(Items from a dataset)
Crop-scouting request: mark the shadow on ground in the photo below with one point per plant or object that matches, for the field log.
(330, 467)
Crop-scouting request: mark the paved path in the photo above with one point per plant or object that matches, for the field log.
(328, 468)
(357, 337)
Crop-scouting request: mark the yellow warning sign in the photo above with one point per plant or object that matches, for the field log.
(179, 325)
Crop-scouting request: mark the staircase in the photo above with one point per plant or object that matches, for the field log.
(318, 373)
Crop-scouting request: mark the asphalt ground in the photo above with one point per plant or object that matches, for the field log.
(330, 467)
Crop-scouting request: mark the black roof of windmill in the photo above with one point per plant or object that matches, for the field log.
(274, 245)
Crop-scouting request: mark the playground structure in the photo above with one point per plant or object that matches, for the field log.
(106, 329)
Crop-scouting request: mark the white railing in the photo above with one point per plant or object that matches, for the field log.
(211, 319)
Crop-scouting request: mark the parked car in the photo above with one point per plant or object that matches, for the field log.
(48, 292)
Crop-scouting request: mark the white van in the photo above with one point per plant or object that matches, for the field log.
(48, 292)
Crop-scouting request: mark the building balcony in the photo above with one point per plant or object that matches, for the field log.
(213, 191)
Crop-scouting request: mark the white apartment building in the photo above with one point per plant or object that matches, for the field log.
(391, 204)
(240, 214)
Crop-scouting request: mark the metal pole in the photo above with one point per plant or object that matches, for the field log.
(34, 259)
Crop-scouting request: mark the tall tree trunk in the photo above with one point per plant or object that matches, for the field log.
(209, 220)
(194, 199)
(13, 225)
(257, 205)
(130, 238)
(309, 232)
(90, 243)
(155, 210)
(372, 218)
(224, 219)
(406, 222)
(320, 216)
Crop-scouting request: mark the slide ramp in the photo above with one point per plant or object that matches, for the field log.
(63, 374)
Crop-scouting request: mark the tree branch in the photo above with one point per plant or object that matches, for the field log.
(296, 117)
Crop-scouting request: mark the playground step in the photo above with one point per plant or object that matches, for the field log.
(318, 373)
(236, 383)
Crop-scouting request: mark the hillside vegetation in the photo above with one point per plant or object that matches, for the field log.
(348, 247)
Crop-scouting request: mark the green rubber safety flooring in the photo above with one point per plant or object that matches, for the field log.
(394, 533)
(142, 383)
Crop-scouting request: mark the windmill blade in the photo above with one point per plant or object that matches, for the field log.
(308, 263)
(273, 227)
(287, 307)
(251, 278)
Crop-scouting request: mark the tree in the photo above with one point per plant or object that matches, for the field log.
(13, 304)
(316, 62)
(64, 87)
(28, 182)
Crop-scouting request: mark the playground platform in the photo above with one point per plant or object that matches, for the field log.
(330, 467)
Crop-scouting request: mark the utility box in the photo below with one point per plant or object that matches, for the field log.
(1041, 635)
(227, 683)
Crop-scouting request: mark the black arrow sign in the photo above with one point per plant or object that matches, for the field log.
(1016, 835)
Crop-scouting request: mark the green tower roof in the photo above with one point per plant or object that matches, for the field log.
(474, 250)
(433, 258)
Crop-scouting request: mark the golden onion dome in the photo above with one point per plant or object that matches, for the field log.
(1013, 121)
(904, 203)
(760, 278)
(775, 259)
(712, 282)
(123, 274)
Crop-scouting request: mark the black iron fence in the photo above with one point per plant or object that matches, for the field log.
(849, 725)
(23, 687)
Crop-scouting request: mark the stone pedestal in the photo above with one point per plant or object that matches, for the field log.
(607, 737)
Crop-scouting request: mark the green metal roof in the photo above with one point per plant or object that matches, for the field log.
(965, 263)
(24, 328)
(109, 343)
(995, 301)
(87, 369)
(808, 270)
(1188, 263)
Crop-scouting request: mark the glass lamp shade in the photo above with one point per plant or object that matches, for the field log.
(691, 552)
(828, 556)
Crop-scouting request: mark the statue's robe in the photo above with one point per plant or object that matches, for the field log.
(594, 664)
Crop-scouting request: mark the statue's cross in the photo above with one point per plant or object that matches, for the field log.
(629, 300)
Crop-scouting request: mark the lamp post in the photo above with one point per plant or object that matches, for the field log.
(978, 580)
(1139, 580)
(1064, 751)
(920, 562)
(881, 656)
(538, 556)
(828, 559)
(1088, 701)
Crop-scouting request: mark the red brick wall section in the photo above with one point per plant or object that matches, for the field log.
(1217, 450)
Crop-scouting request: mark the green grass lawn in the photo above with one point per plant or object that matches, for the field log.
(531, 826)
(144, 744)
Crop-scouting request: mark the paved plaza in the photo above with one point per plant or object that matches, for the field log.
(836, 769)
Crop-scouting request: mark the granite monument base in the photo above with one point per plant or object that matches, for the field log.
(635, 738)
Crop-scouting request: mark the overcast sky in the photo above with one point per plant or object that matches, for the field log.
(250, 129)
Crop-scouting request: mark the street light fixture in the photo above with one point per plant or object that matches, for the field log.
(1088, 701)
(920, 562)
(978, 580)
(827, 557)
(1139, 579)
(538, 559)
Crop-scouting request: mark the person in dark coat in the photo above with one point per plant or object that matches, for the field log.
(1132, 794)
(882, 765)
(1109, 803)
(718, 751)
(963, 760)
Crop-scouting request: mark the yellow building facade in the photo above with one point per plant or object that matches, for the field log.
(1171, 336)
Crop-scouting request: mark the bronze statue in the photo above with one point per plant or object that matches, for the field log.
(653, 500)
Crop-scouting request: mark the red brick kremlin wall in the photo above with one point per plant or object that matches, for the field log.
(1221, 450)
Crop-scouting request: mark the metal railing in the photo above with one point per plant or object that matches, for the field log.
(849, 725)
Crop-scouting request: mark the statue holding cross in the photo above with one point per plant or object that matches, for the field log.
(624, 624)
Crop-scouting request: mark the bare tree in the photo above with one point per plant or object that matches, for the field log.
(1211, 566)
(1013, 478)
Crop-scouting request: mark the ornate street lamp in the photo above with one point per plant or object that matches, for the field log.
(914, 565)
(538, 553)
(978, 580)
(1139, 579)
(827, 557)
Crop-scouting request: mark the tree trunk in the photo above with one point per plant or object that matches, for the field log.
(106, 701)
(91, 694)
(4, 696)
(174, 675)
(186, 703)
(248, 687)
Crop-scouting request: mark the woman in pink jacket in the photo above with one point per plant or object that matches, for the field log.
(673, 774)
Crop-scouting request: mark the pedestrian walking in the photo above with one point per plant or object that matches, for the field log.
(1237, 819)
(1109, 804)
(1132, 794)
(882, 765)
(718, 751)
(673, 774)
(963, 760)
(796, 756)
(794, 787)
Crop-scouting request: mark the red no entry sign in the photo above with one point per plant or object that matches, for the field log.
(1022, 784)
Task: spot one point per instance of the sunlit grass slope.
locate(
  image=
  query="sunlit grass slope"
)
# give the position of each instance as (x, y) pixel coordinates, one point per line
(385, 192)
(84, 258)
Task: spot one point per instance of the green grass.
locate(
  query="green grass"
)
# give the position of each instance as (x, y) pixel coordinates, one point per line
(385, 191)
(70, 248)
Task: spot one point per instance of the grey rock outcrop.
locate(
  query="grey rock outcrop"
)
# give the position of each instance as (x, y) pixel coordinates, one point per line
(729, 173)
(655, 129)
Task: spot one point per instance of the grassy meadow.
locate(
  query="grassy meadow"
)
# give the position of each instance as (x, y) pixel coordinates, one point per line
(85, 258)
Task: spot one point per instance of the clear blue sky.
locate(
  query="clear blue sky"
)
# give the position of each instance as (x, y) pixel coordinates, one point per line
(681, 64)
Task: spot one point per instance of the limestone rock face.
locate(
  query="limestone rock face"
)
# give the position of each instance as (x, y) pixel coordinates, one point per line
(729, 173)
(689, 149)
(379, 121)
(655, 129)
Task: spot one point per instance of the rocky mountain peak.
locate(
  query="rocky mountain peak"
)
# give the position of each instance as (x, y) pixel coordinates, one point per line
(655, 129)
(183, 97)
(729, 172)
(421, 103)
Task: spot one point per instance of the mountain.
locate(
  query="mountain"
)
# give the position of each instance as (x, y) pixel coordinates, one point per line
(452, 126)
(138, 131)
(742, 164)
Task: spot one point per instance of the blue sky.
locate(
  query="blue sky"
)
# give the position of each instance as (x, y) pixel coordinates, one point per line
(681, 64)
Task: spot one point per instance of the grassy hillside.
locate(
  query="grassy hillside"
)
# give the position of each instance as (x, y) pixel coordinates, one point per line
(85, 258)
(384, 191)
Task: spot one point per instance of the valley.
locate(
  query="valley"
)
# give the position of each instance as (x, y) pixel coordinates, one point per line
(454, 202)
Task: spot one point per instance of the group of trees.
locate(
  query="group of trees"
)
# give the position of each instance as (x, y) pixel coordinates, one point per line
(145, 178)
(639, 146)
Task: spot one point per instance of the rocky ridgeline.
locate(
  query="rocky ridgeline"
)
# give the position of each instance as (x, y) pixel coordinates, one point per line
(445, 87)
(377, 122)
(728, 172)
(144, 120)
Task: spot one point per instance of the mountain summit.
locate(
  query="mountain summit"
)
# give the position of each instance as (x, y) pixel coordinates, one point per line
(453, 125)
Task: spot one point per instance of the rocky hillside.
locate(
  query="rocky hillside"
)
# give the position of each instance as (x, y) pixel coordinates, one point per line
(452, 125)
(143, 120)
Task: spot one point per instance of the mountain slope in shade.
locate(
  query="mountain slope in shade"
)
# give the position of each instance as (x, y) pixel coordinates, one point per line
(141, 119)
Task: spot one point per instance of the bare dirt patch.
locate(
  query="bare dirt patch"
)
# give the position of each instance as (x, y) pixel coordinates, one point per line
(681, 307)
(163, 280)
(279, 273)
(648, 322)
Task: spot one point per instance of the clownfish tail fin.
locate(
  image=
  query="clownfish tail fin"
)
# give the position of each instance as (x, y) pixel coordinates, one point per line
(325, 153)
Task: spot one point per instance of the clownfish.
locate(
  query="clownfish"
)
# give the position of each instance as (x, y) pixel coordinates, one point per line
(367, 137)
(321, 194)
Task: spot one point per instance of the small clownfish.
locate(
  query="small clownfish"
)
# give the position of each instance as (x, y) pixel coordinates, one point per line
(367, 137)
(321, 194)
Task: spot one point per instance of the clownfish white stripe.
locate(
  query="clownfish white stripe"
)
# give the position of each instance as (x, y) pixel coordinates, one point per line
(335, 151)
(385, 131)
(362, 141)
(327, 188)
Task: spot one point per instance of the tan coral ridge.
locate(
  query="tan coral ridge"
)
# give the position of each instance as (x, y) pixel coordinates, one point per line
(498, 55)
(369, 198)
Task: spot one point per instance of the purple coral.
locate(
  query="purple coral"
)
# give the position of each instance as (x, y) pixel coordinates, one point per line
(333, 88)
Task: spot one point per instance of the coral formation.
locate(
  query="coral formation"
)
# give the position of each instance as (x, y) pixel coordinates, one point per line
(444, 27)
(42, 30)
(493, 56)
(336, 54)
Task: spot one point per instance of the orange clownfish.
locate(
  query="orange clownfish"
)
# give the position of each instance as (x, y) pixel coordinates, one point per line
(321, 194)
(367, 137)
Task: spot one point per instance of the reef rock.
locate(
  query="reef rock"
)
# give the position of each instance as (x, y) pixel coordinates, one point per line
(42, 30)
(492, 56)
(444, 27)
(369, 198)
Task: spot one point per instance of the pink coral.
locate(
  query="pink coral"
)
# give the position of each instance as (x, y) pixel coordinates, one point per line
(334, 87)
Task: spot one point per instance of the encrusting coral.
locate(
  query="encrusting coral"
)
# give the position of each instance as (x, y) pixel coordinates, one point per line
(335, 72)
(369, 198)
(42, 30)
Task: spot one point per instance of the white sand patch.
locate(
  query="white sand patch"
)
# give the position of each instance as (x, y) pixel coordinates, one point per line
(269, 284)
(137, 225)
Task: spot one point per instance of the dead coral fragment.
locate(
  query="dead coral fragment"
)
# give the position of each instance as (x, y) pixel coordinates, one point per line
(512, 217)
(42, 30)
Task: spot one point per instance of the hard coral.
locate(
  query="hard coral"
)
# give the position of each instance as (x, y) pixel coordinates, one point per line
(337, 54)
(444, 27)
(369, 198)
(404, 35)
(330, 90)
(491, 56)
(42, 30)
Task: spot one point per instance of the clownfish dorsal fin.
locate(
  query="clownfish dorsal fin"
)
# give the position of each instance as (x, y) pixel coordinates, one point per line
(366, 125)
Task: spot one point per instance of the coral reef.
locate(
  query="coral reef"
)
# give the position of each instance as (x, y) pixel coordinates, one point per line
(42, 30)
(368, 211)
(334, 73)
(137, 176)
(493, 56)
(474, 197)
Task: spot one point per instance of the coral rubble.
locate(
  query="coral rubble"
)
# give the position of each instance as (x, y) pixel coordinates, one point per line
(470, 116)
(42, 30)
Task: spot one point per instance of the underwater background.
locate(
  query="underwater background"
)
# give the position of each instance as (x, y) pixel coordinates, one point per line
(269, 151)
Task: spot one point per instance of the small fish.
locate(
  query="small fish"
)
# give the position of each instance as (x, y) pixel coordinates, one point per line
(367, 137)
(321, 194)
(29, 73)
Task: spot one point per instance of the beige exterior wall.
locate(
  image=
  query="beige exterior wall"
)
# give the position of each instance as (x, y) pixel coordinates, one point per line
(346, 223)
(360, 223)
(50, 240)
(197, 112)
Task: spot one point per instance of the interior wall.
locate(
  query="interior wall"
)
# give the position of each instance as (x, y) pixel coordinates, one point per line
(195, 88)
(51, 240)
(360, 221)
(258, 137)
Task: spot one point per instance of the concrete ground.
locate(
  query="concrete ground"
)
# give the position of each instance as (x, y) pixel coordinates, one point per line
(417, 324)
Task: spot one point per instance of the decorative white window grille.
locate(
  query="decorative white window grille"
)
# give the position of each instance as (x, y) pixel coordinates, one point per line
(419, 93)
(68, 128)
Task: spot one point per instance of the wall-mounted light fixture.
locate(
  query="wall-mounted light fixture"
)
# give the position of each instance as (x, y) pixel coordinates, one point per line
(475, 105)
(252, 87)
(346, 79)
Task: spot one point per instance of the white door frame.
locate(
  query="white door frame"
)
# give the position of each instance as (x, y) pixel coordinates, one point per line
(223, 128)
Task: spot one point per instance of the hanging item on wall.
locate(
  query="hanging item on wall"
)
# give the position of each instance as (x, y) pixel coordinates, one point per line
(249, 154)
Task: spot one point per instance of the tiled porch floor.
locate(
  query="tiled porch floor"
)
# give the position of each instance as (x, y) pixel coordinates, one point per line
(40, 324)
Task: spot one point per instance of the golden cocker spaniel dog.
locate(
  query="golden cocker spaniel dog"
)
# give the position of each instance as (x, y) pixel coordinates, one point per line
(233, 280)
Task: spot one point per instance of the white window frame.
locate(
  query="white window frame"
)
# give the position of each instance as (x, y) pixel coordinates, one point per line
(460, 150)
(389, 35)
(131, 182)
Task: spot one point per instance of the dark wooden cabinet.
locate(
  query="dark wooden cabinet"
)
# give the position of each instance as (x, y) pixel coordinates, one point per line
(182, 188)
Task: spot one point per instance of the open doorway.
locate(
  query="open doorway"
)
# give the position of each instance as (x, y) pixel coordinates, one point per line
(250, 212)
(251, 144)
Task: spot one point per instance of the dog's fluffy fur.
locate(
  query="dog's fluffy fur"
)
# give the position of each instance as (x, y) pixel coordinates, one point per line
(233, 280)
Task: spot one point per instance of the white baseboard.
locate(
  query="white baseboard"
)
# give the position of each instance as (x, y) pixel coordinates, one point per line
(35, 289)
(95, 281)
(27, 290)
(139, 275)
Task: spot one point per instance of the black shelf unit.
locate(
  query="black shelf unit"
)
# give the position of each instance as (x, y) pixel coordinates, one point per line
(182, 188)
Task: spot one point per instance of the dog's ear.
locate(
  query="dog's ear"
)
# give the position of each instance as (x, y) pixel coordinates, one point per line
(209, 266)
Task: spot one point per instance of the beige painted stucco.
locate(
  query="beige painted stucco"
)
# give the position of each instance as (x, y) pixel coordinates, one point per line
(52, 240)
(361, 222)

Assigned task => Count the lines in the records above that contain the word "outcrop", and reply with only that number.

Response area => 2